Page excerpt:
● ● ● ●

"A GEM OF A BOOK, FROM ENGAGING ANECDOTE TO PERSONAL NARRATIVE TO SWEEPING HISTORY, AND BEST OF ALL, THE CONNECTIONS BETWEEN YESTERDAY AND TODAY." - John Christgau, author of '"Enemies': World War II Alien Internment"
“HOW COULD WE HAVE LET THIS HAPPEN”? As the government rolled out its domestic
security apparatus after 9/11, I began thinking about historical lessons. I was struck by how much these new security manifestations echoed the
past, specifically World War II.
DO WE PAY TOO MUCH ATTENTION TO HISTORY? Many writers and commentators have stated the
obvious: history repeats itself, or nearly so. But how, specifically? Policymakers, the media, and the public often embrace simplistic or muddled
historical lessons, and each manipulates them to affirm their assumptions.

● ● ● ●

Recorded information:
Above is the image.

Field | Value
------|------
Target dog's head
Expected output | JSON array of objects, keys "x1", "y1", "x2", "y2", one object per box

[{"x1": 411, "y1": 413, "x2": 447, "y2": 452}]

● ● ● ●

Written instruction 1:
In the excerpt about post-9/11 security and history, which past period do the new security measures echo?
Written instruction 2:
Extend the excerpt about post-9/11 security and history with a paragraph that follows its last sentence.
The rows have nothing to do with the text.

Final answer 1:
They echo World War II.

Final answer 2:
"Security subsists, too, in fidelity to freedom's first principles." —Justice Anthony Kennedy
Homeland Insecurity is the book I always intended to write. It emphasizes the influence of
historical precedent on domestic security practices, and the contest between security and the Constitution that is the heart of the story. I observe the
impact on detainees and their families of profiling, FBI bungling, military commissions, secret arrests, suspension of due process and habeas
corpus, deportation, extraordinary rendition, and second-class citizenship.
CAN IT HAPPEN AGAIN? The answer to that question may be the ultimate lesson of this tragic
episode.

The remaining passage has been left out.